SET TASK 1: Decide whether each statement agrees with the text on Ethereum's beacon chain and sharding, answering yes or no and quoting the deciding words: (a) staking requires holding at least 32 ETH; (b) Ethereum's sharding plan divides the work among 128 shards; (c) under the current plan, shards will execute smart contracts.
SET TASK 2: Reproduce the passage from the text on Ethereum's beacon chain and sharding starting at "The beacon chain, which" and ending at "time between blocks.".

DOCUMENT EXCERPT:
* Begin *

To understand the beacon chain, we have to understand proof of stake and why it helps. Currently, Ethereum uses proof of work where miners compete to earn rewards for validating blocks using advanced hardware to quickly solve math problems in hopes that they will be first. This is simplifying the process, but that’s basically it. Obviously, this takes a substantial amount of electricity (depending on what you compare it to), uses hardware that requires a lot of resources to produce, and pushes the companies that make the hardware to develop mining hardware rather than other products.
Proof of stake is an alternative to proof of work that solves these problems. In proof of stake, token holders can “stake” their tokens (locking them up) to become a validator, help keep the network secure, and earn rewards. The idea here is that token holders do not want to see the token devalued, so it is in their best interest to be an honest validator. Non-honest validators also incur penalties.
The beacon chain, which is currently running parallel to the main proof of work Ethereum chain, gives stakers rewards in the form of more ETH (for example, the priority fee we mentioned earlier). These rewards sit at about 7.4% APR right now, but that will go down as more stakers join in. You must own a minimum of 32 ETH to stake it, but staking pools aggregate ETH from members of the pool in order to allow those who hold less ETH to participate.
Sometime in 2021 or 2022, the beacon chain will merge with the main chain and Ethereum will become a fully proof of stake blockchain. This merge will combine the beacon chain’s proof of stake with the main chain’s ability to execute smart contracts. This should also help reduce gas fees by reducing the time between blocks.
I figured sharding required its own section for three reasons. One, it is likely not coming til 2022 or later. Two, it is still in development, so the exact way it will look is not clear yet. Three, sharding will have a larger effect on scalability than EIP1559 or proof of stake. Now that that’s out of the way, what is sharding?
Sharding is essentially a way of splitting up the work of verifying blocks into “shards”, which can be thought of as separate validator nodes. The idea is to increase scalability by dividing up the amount of work that verifiers need to do. For Ethereum specifically, this will mean dividing it amongst 64 shards, each with its own set of validators utilizing proof of stake. The beacon chain gains additional jobs with sharding: facilitating data communication between shards, maintaining a common state between shards, and assigning validators to shards at random, which helps combat attacks on a single shard.
How does the actual block verification process look with sharding? Each verifier performs data availability sampling (link with details provided at end of article) on the block in order to verify that all data is available and can be recovered. This technique only requires verifiers to look at a subset of the block’s data in order to verify that it is all there. Then, a zero knowledge proof is done to attest to the validity of the transactions in the block.
As of right now, the plan is for shards to only provide data availability (for example, there would be no execution of smart contracts on the shards). It would be up to layer 2s to use this feature, combined with zero-knowledge proofs, to create fast and efficient systems. At some point in the future, we could see execution happening on the shards, but that is much further away.

* End *

RECORDS PROVIDED:
* Begin *

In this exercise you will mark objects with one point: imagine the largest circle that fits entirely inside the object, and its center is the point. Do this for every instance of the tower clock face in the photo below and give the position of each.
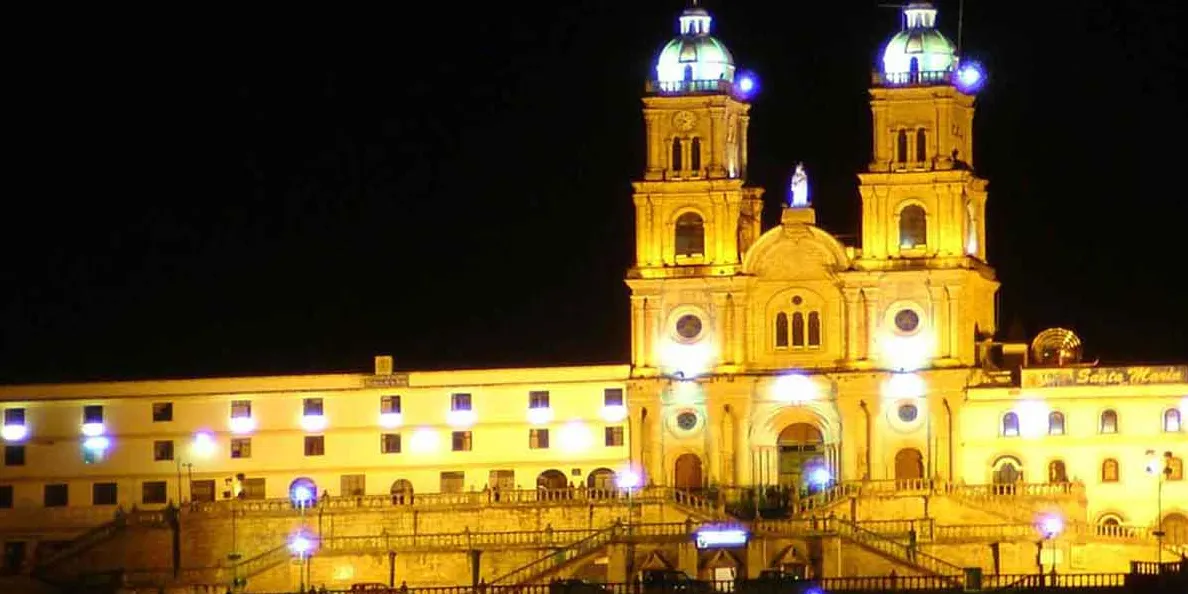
(684, 120)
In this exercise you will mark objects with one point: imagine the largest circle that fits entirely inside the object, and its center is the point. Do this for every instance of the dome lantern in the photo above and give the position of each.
(694, 61)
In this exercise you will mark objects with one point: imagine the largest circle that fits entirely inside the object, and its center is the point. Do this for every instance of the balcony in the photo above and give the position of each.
(923, 79)
(689, 87)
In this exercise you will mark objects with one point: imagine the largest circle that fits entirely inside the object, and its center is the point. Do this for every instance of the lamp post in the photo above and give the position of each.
(1161, 469)
(1050, 526)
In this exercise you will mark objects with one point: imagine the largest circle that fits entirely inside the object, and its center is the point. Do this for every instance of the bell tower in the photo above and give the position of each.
(694, 215)
(921, 197)
(923, 207)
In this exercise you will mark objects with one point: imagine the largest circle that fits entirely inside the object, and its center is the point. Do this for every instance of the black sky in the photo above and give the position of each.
(231, 193)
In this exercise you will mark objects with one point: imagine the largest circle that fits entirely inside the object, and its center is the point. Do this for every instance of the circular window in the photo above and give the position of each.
(688, 327)
(907, 321)
(908, 412)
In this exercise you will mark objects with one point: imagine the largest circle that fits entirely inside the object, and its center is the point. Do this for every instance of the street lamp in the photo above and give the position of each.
(1050, 526)
(1161, 469)
(302, 547)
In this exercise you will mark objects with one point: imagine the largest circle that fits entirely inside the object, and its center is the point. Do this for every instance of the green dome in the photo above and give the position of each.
(694, 55)
(920, 48)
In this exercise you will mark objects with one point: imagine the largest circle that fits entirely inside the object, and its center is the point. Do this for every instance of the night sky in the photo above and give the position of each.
(210, 193)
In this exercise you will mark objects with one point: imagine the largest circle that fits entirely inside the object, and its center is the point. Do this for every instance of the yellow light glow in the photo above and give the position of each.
(539, 416)
(904, 385)
(795, 389)
(576, 437)
(687, 360)
(242, 424)
(424, 441)
(907, 353)
(203, 446)
(460, 418)
(1032, 418)
(313, 423)
(614, 414)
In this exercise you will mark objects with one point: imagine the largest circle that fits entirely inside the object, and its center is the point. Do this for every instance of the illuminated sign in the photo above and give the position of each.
(714, 538)
(395, 380)
(1106, 376)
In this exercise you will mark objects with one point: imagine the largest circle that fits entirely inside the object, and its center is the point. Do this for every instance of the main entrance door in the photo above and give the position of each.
(801, 450)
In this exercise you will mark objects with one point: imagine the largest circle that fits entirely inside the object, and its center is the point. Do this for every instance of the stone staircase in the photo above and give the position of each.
(898, 551)
(542, 569)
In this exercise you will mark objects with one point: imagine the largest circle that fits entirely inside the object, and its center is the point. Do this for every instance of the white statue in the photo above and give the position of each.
(798, 193)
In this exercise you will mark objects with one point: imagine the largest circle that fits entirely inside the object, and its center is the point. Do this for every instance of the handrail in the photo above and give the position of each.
(898, 550)
(539, 567)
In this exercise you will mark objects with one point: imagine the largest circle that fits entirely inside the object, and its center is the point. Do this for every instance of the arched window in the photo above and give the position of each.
(1055, 423)
(1108, 422)
(781, 330)
(1056, 472)
(1110, 471)
(1171, 421)
(1010, 425)
(912, 227)
(814, 329)
(690, 235)
(1175, 468)
(798, 329)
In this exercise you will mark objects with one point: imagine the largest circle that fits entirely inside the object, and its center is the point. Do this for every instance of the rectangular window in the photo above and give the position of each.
(202, 491)
(315, 444)
(538, 399)
(14, 416)
(163, 450)
(57, 495)
(461, 441)
(313, 406)
(253, 488)
(153, 492)
(93, 414)
(390, 405)
(614, 436)
(390, 443)
(103, 493)
(241, 409)
(453, 481)
(13, 455)
(612, 397)
(241, 447)
(162, 412)
(353, 485)
(460, 402)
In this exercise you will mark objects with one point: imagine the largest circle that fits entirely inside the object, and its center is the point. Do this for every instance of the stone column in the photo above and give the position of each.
(954, 327)
(852, 315)
(871, 299)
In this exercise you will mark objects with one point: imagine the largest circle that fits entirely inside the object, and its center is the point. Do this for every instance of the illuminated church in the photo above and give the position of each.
(758, 356)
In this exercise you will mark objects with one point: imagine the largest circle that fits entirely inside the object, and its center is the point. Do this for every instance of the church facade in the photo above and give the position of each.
(759, 356)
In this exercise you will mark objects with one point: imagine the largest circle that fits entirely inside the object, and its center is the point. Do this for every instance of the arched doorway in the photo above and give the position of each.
(801, 450)
(909, 465)
(687, 472)
(402, 492)
(601, 480)
(1175, 529)
(551, 480)
(1057, 472)
(1008, 471)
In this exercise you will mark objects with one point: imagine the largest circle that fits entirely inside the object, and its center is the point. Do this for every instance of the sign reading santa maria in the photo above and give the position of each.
(1144, 376)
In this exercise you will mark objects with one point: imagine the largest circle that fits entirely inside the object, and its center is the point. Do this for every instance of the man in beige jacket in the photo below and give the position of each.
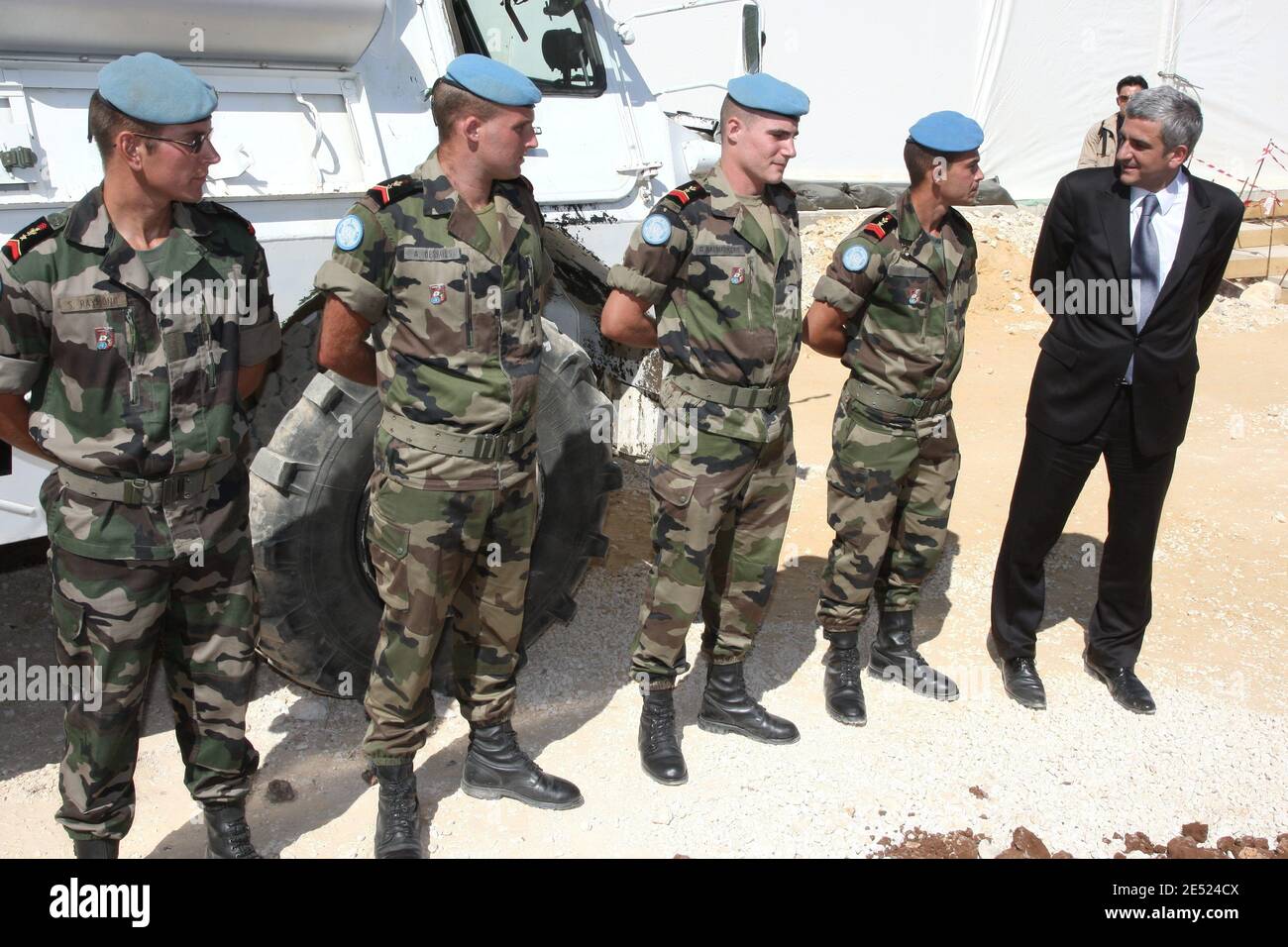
(1104, 137)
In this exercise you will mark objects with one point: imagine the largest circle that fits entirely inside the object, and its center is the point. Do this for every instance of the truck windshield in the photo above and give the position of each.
(552, 42)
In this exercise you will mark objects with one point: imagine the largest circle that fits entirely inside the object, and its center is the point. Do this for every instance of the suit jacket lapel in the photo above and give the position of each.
(1194, 227)
(1116, 217)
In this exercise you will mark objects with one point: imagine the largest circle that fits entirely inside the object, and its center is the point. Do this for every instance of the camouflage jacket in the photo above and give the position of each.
(728, 295)
(456, 321)
(906, 294)
(134, 375)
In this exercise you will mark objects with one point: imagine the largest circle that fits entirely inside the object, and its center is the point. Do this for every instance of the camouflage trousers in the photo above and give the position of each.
(112, 617)
(720, 509)
(889, 491)
(446, 554)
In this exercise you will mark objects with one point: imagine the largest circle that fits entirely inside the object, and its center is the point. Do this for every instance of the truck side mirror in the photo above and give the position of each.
(752, 38)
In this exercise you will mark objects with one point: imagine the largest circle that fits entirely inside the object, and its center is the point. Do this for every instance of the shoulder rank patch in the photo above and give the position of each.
(27, 237)
(686, 193)
(881, 226)
(394, 189)
(217, 208)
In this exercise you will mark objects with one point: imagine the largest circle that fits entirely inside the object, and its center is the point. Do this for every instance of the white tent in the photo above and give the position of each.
(1034, 75)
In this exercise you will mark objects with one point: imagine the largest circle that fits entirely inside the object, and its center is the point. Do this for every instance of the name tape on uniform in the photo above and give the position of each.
(94, 300)
(429, 253)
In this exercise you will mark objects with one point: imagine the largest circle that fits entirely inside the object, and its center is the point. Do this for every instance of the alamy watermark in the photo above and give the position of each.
(1076, 296)
(77, 684)
(232, 296)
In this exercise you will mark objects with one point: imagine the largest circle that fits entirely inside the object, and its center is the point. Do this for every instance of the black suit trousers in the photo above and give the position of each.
(1050, 478)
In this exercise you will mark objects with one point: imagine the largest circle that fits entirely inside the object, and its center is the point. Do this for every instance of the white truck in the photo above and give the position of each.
(320, 99)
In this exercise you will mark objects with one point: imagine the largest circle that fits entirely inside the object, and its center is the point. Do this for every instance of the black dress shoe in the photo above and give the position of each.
(894, 659)
(496, 768)
(660, 749)
(726, 707)
(398, 812)
(842, 681)
(1021, 682)
(1125, 686)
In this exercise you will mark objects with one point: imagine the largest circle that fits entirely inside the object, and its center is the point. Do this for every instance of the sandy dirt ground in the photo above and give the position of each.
(1081, 776)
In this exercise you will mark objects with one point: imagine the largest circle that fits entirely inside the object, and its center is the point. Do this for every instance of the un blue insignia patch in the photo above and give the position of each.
(348, 232)
(855, 260)
(656, 230)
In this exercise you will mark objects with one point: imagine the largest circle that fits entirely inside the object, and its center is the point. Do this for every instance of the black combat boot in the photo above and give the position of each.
(398, 817)
(496, 767)
(660, 749)
(842, 681)
(894, 659)
(227, 834)
(95, 848)
(726, 707)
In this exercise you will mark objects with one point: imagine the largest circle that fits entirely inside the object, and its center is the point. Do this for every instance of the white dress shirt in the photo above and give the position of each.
(1167, 222)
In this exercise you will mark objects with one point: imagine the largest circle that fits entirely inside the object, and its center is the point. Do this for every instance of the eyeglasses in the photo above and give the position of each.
(194, 146)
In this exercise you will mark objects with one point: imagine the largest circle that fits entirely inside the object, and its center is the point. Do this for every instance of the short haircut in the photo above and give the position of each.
(449, 103)
(106, 121)
(1177, 114)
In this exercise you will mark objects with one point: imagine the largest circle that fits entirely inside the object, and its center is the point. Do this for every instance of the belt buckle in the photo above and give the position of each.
(145, 489)
(484, 447)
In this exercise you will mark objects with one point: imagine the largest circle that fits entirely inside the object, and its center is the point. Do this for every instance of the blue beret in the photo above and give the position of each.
(768, 94)
(492, 80)
(947, 132)
(151, 88)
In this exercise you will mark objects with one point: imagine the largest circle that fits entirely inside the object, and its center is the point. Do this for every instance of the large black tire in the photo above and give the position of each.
(320, 609)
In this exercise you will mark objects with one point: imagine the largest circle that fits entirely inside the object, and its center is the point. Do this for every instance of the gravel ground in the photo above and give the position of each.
(1077, 775)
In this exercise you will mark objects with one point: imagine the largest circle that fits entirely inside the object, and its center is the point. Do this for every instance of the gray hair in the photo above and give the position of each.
(1177, 114)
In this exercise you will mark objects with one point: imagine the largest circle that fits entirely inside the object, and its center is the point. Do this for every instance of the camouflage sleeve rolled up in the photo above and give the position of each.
(648, 266)
(25, 308)
(857, 268)
(261, 337)
(361, 263)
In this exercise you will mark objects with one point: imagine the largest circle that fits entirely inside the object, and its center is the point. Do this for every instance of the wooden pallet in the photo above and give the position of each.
(1258, 234)
(1260, 262)
(1257, 210)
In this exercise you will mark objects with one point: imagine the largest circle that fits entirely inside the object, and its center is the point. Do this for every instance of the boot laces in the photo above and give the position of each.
(849, 665)
(661, 727)
(237, 835)
(402, 810)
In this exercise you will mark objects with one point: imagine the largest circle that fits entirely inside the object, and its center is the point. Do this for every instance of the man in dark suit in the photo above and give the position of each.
(1126, 264)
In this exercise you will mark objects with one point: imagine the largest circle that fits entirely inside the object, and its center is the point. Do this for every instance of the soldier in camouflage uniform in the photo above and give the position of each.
(137, 335)
(720, 261)
(450, 282)
(893, 307)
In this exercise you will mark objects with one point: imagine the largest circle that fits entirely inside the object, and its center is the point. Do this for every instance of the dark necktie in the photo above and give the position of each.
(1144, 262)
(1144, 270)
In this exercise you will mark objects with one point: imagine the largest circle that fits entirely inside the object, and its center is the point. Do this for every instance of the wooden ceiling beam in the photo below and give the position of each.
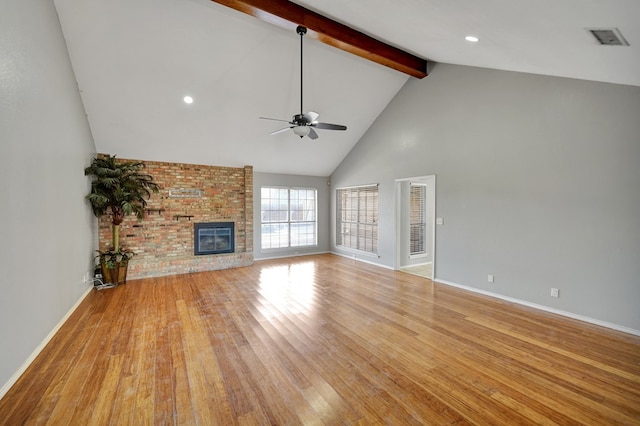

* End *

PROBLEM SOLUTION 1:
(a) Yes: "You must own a minimum of 32 ETH to stake it"
(b) No: "dividing it amongst 64 shards"
(c) No: "there would be no execution of smart contracts on the shards"

PROBLEM SOLUTION 2:
The beacon chain, which is currently running parallel to the main proof of work Ethereum chain, gives stakers rewards in the form of more ETH (for example, the priority fee we mentioned earlier). These rewards sit at about 7.4% APR right now, but that will go down as more stakers join in. You must own a minimum of 32 ETH to stake it, but staking pools aggregate ETH from members of the pool in order to allow those who hold less ETH to participate.
Sometime in 2021 or 2022, the beacon chain will merge with the main chain and Ethereum will become a fully proof of stake blockchain. This merge will combine the beacon chain’s proof of stake with the main chain’s ability to execute smart contracts. This should also help reduce gas fees by reducing the time between blocks.